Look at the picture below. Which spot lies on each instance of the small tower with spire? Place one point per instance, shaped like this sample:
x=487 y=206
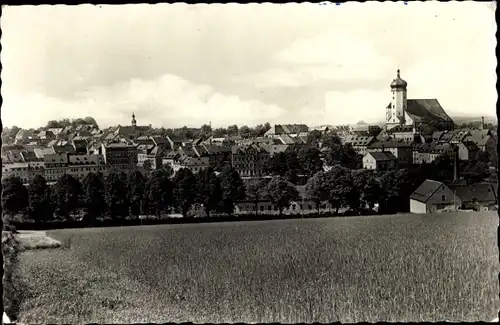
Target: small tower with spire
x=134 y=122
x=396 y=113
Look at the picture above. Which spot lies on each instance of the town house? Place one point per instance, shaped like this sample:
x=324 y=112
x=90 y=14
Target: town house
x=402 y=150
x=249 y=160
x=382 y=160
x=55 y=166
x=81 y=165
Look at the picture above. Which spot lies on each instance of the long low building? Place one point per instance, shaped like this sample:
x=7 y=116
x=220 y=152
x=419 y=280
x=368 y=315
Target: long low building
x=433 y=196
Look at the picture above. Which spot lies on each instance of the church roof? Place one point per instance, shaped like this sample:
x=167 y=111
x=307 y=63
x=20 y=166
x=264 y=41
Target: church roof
x=425 y=110
x=398 y=82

^^^^^^^^

◆ WHAT THE TASK REQUIRES
Copy out every one of the lines above, word for word, but leave out the picture itself.

◆ THE ANSWER
Look at the picture below. Which spot lies on each instance of the small tower with spire? Place one point per instance, shaped like this sample:
x=487 y=206
Target: small tower with spire
x=134 y=122
x=396 y=113
Look at the picture above. Which spot lies on each instance of the town house? Place one point per instance, shaped like this sample:
x=324 y=112
x=90 y=14
Target: town house
x=402 y=150
x=249 y=160
x=382 y=160
x=55 y=166
x=81 y=165
Look at the picture above. Which spot lies on each instance of the long low building? Place one point per instance, shaped like this sample:
x=7 y=116
x=220 y=152
x=419 y=280
x=368 y=315
Target: long low building
x=433 y=196
Look at the picture above. Which spot lies on each instance of the church roof? Place one point per instance, shaped like this sample:
x=167 y=111
x=307 y=63
x=20 y=166
x=264 y=41
Target: church roof
x=425 y=110
x=398 y=82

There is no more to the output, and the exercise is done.